(DO THIS): Pull out every line in the entries below that contains the string "woman", matching case exactly.

[start of LISTED ENTRIES]

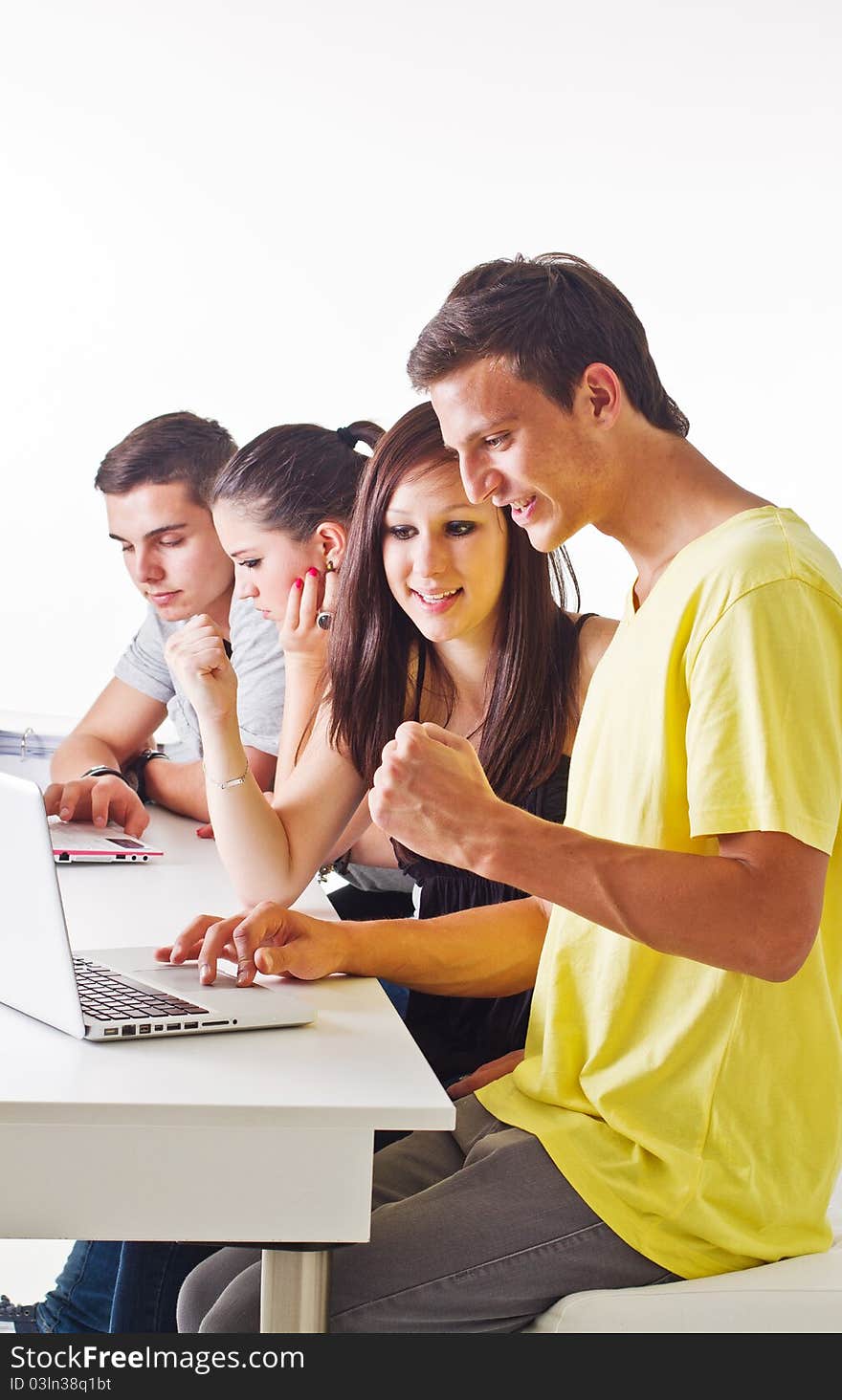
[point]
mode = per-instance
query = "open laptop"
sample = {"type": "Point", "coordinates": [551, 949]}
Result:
{"type": "Point", "coordinates": [84, 842]}
{"type": "Point", "coordinates": [109, 995]}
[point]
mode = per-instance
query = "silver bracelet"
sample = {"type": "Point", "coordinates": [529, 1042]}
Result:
{"type": "Point", "coordinates": [230, 783]}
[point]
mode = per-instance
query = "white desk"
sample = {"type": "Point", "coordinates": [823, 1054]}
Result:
{"type": "Point", "coordinates": [254, 1136]}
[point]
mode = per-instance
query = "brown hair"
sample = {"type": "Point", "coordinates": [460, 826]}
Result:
{"type": "Point", "coordinates": [174, 447]}
{"type": "Point", "coordinates": [549, 317]}
{"type": "Point", "coordinates": [373, 642]}
{"type": "Point", "coordinates": [295, 476]}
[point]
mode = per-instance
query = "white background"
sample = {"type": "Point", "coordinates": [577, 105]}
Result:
{"type": "Point", "coordinates": [250, 208]}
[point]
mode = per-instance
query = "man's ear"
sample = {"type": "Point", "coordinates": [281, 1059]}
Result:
{"type": "Point", "coordinates": [331, 539]}
{"type": "Point", "coordinates": [600, 394]}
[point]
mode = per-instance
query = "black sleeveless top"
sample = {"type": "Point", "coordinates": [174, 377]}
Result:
{"type": "Point", "coordinates": [459, 1034]}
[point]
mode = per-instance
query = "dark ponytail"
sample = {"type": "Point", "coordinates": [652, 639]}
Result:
{"type": "Point", "coordinates": [295, 476]}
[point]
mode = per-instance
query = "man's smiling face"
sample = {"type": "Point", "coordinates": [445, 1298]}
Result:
{"type": "Point", "coordinates": [520, 448]}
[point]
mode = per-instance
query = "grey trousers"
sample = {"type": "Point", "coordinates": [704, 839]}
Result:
{"type": "Point", "coordinates": [471, 1231]}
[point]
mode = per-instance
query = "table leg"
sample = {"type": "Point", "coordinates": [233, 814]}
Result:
{"type": "Point", "coordinates": [295, 1290]}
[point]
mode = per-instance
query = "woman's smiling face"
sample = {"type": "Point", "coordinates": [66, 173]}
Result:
{"type": "Point", "coordinates": [444, 558]}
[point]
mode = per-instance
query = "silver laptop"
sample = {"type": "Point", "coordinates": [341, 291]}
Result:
{"type": "Point", "coordinates": [107, 995]}
{"type": "Point", "coordinates": [84, 842]}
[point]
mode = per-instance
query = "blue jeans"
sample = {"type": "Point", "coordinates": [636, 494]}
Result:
{"type": "Point", "coordinates": [120, 1287]}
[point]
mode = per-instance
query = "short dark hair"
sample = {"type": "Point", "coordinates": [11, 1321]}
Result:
{"type": "Point", "coordinates": [295, 476]}
{"type": "Point", "coordinates": [549, 317]}
{"type": "Point", "coordinates": [174, 447]}
{"type": "Point", "coordinates": [533, 663]}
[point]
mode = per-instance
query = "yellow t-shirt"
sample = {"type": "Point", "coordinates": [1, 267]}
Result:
{"type": "Point", "coordinates": [699, 1110]}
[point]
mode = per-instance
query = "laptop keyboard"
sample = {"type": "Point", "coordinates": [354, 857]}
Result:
{"type": "Point", "coordinates": [105, 995]}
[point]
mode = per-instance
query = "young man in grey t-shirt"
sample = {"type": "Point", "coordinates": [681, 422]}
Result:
{"type": "Point", "coordinates": [156, 488]}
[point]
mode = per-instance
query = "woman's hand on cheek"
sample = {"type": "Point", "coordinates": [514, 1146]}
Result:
{"type": "Point", "coordinates": [303, 642]}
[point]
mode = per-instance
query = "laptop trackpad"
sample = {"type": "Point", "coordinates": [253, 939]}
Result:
{"type": "Point", "coordinates": [183, 980]}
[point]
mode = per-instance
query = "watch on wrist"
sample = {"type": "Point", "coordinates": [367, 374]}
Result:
{"type": "Point", "coordinates": [101, 770]}
{"type": "Point", "coordinates": [139, 769]}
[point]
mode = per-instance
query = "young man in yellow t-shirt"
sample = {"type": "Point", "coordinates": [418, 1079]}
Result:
{"type": "Point", "coordinates": [678, 1109]}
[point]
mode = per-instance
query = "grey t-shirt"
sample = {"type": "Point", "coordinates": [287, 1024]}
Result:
{"type": "Point", "coordinates": [256, 658]}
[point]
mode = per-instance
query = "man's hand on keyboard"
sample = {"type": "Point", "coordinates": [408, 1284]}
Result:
{"type": "Point", "coordinates": [269, 940]}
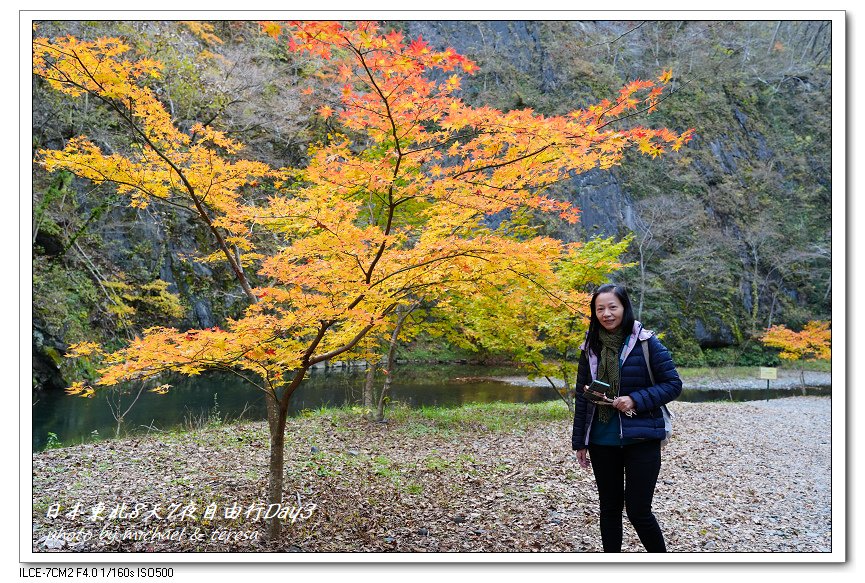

[end of LISTED ENTRIES]

(EXPECTED OUTPUT):
query = "woman's smiling face"
query = "woman's hand on cheek"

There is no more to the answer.